§ **WORK REQUIRED**
In the data below, substitute "club badge" for every "team crest" from the line with "Task: Could you identify the pitch" up to and including the line with "<point>178,104</point>", and give those lines again with nothing else changed. Leave the pictures out of your answer.

Location identification items:
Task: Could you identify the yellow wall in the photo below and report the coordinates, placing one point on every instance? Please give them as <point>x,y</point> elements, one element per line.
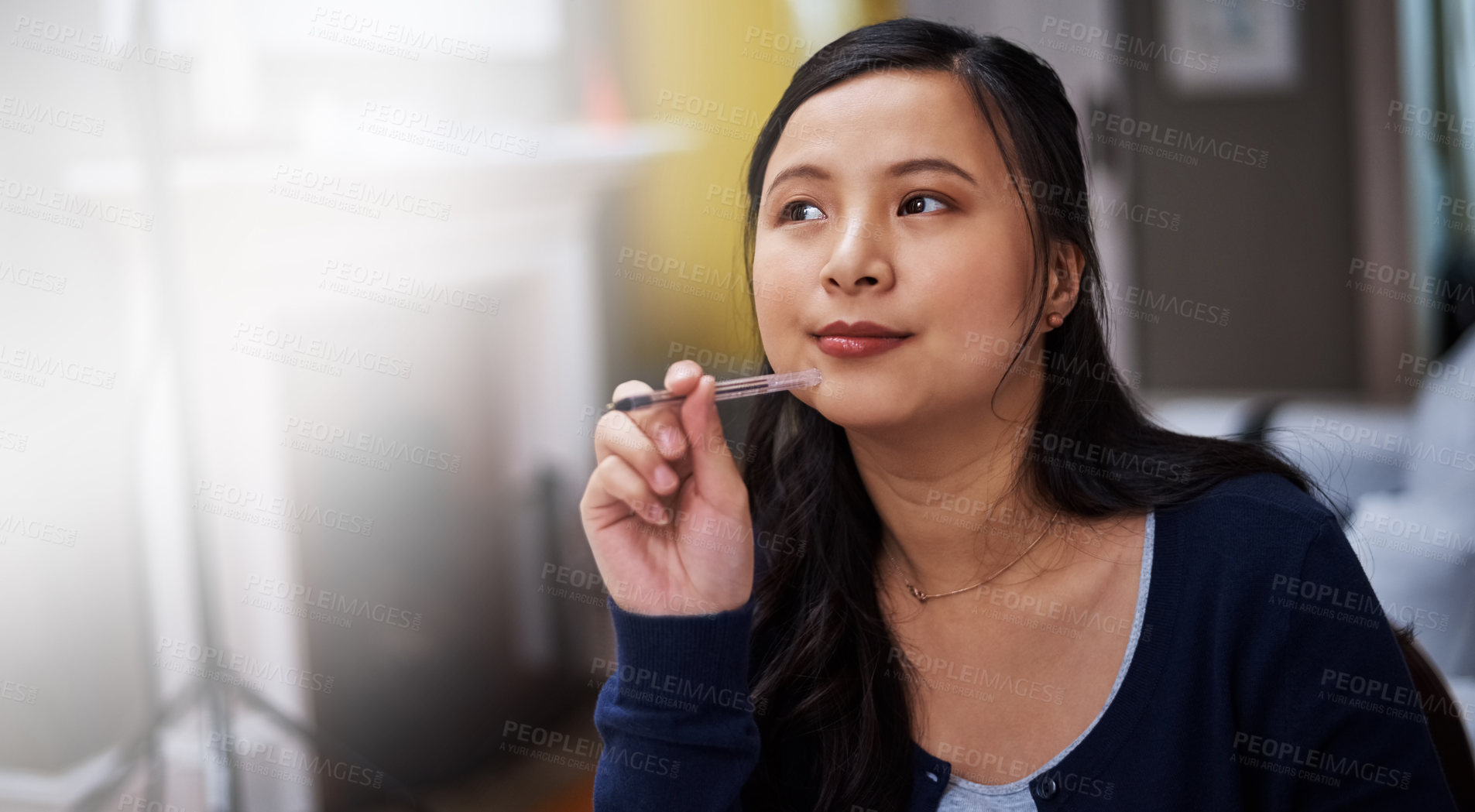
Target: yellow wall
<point>729,62</point>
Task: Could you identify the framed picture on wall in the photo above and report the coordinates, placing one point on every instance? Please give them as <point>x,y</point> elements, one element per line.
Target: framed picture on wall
<point>1230,47</point>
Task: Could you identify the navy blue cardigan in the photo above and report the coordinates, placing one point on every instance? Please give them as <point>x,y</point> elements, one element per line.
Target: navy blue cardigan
<point>1266,677</point>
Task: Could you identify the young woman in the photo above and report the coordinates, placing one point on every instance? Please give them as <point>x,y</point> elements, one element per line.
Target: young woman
<point>966,572</point>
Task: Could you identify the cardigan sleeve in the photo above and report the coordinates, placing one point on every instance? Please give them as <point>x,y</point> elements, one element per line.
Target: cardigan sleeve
<point>676,718</point>
<point>1350,731</point>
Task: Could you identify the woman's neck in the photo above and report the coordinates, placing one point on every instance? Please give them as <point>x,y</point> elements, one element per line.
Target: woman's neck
<point>947,502</point>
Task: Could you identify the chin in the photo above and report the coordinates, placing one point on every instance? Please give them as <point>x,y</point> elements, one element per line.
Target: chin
<point>852,404</point>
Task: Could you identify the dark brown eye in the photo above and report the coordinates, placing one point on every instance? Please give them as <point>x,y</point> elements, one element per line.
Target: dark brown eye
<point>800,207</point>
<point>916,205</point>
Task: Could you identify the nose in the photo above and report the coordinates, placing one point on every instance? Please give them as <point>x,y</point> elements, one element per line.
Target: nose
<point>860,260</point>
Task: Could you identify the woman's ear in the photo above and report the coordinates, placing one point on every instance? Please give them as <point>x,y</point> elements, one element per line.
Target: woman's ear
<point>1067,262</point>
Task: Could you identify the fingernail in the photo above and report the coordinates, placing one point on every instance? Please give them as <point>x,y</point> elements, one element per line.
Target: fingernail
<point>667,440</point>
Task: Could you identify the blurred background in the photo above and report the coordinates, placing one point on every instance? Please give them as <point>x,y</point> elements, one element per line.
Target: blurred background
<point>307,313</point>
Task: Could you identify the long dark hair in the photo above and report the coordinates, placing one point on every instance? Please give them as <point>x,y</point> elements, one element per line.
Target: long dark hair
<point>821,637</point>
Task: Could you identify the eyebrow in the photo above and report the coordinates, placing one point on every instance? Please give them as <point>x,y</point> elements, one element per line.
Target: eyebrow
<point>896,170</point>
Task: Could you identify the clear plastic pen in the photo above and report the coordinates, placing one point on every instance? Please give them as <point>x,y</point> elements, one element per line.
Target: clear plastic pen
<point>728,389</point>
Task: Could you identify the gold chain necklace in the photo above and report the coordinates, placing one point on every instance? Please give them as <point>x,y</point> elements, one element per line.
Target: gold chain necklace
<point>922,597</point>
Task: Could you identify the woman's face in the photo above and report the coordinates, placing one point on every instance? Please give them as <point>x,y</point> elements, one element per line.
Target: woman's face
<point>887,202</point>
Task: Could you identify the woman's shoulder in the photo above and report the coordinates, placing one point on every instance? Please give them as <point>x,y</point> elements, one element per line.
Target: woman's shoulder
<point>1253,525</point>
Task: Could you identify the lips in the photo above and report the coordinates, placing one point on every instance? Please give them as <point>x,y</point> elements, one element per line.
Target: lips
<point>860,339</point>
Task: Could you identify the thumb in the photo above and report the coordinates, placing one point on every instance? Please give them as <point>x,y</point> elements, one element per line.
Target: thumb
<point>713,466</point>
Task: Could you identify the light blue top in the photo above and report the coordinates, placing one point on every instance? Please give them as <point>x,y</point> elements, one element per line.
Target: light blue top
<point>968,797</point>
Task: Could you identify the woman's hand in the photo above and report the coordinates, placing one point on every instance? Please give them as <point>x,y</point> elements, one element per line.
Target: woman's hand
<point>666,510</point>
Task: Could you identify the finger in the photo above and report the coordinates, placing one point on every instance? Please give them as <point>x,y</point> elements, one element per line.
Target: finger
<point>614,490</point>
<point>660,422</point>
<point>712,461</point>
<point>619,435</point>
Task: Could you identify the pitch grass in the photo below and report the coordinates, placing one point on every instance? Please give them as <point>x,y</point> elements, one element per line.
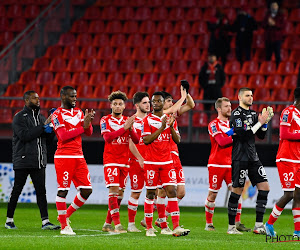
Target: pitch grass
<point>87,223</point>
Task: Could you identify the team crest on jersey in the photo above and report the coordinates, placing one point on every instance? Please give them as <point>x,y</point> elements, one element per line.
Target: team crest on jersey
<point>238,123</point>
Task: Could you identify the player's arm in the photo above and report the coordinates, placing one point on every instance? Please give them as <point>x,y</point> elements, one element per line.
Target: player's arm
<point>149,138</point>
<point>136,153</point>
<point>178,104</point>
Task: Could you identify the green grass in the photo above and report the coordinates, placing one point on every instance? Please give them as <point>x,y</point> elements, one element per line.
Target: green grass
<point>87,223</point>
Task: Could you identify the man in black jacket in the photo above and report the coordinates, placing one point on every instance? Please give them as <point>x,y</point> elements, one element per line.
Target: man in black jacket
<point>246,124</point>
<point>30,130</point>
<point>211,79</point>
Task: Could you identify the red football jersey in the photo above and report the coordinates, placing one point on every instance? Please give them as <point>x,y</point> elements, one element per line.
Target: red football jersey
<point>289,150</point>
<point>219,156</point>
<point>116,153</point>
<point>141,147</point>
<point>70,119</point>
<point>159,151</point>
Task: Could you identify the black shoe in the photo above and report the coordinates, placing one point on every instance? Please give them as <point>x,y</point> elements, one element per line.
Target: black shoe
<point>50,226</point>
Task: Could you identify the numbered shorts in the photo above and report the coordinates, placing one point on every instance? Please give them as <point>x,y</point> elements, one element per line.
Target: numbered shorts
<point>137,176</point>
<point>287,174</point>
<point>216,175</point>
<point>155,173</point>
<point>178,169</point>
<point>254,170</point>
<point>116,176</point>
<point>72,169</point>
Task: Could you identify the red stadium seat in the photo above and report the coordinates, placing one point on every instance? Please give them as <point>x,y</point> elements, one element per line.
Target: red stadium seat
<point>96,26</point>
<point>249,68</point>
<point>256,81</point>
<point>162,66</point>
<point>238,81</point>
<point>57,64</point>
<point>44,78</point>
<point>157,54</point>
<point>97,78</point>
<point>152,41</point>
<point>232,68</point>
<point>75,65</point>
<point>106,52</point>
<point>62,78</point>
<point>267,68</point>
<point>80,78</point>
<point>147,27</point>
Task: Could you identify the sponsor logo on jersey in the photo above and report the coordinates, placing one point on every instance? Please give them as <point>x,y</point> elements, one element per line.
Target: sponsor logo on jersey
<point>238,123</point>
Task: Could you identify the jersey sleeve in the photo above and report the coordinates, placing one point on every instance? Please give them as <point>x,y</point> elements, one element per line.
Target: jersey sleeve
<point>57,120</point>
<point>286,118</point>
<point>146,130</point>
<point>213,129</point>
<point>104,125</point>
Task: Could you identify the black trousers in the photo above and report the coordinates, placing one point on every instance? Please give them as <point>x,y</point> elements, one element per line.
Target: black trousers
<point>38,179</point>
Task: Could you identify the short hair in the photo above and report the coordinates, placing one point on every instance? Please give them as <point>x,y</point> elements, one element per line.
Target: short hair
<point>166,95</point>
<point>138,97</point>
<point>242,90</point>
<point>159,93</point>
<point>27,94</point>
<point>297,93</point>
<point>117,95</point>
<point>219,101</point>
<point>64,90</point>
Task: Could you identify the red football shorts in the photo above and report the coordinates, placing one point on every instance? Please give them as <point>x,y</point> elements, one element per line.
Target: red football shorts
<point>72,169</point>
<point>216,175</point>
<point>178,169</point>
<point>287,175</point>
<point>165,173</point>
<point>137,176</point>
<point>116,176</point>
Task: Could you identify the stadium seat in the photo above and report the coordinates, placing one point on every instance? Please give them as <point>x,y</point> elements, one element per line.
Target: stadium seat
<point>84,39</point>
<point>44,78</point>
<point>169,41</point>
<point>157,54</point>
<point>249,68</point>
<point>106,52</point>
<point>147,27</point>
<point>140,53</point>
<point>97,78</point>
<point>87,52</point>
<point>62,78</point>
<point>135,40</point>
<point>92,65</point>
<point>286,68</point>
<point>75,65</point>
<point>96,26</point>
<point>80,78</point>
<point>101,40</point>
<point>187,41</point>
<point>238,81</point>
<point>114,79</point>
<point>290,82</point>
<point>232,68</point>
<point>267,68</point>
<point>152,41</point>
<point>160,14</point>
<point>130,27</point>
<point>193,14</point>
<point>110,65</point>
<point>256,81</point>
<point>167,79</point>
<point>114,27</point>
<point>127,66</point>
<point>149,79</point>
<point>57,64</point>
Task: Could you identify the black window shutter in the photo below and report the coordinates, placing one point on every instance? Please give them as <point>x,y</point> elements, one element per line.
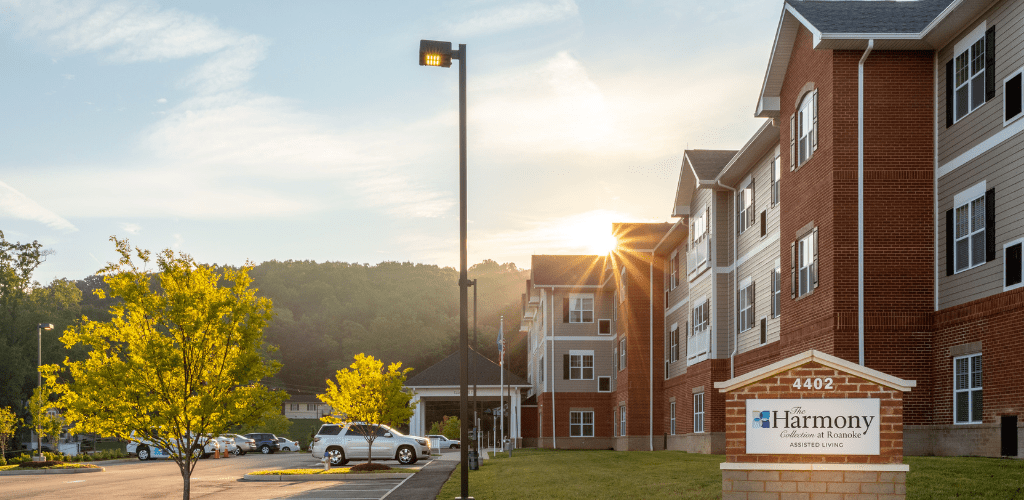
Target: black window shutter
<point>990,225</point>
<point>949,93</point>
<point>950,239</point>
<point>793,269</point>
<point>1013,264</point>
<point>1012,97</point>
<point>989,64</point>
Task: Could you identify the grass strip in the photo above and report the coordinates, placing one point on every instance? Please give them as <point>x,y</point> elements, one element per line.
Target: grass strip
<point>535,473</point>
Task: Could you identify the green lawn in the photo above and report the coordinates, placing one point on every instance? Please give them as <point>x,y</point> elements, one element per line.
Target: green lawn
<point>546,473</point>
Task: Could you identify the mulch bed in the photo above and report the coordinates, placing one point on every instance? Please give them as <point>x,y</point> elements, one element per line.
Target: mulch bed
<point>366,467</point>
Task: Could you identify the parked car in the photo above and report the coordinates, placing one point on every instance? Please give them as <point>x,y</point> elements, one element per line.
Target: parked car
<point>264,443</point>
<point>345,442</point>
<point>243,445</point>
<point>146,450</point>
<point>445,443</point>
<point>289,445</point>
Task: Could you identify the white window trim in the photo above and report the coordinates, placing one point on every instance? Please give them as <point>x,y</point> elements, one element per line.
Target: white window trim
<point>582,356</point>
<point>583,425</point>
<point>1019,71</point>
<point>965,198</point>
<point>582,297</point>
<point>1005,246</point>
<point>965,46</point>
<point>698,428</point>
<point>969,389</point>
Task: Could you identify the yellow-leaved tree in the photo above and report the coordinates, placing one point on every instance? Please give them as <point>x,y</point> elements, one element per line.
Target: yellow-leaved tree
<point>366,392</point>
<point>180,359</point>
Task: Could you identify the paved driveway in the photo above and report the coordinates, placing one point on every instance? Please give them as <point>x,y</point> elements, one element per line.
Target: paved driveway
<point>158,480</point>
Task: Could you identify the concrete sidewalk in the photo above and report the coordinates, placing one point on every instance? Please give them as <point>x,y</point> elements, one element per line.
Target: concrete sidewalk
<point>426,484</point>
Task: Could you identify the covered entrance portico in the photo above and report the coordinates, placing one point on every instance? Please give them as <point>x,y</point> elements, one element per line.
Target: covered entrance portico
<point>436,388</point>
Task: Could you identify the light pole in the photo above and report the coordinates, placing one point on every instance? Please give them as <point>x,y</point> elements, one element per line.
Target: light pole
<point>39,438</point>
<point>440,53</point>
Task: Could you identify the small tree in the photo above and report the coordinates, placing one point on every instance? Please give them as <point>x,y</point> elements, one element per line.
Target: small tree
<point>9,423</point>
<point>181,358</point>
<point>45,417</point>
<point>369,394</point>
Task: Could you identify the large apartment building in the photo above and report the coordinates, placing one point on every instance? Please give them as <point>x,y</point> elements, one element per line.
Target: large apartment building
<point>876,215</point>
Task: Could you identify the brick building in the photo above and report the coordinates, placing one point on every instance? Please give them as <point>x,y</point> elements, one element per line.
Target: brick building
<point>910,110</point>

§ **COMPLETED TASK**
Task: Could you identify the pitch grass in the photo below and report the coordinates, placing one point on every instance? Please give them as <point>x,y</point> elements, one element per line.
Target: pitch grass
<point>87,223</point>
Task: Could you identify the club badge on jersey in the photo above and report the coordinates, placing one point on every instance? Please give them as <point>x,y</point> elements, one element per line.
Target: club badge on jersey
<point>238,123</point>
Task: Could you identify the player's arm in the photo above and report the coordinates, placing one point on every instance? Please give them as <point>x,y</point> elements, one element per line.
Target: player's arm
<point>149,138</point>
<point>136,153</point>
<point>178,104</point>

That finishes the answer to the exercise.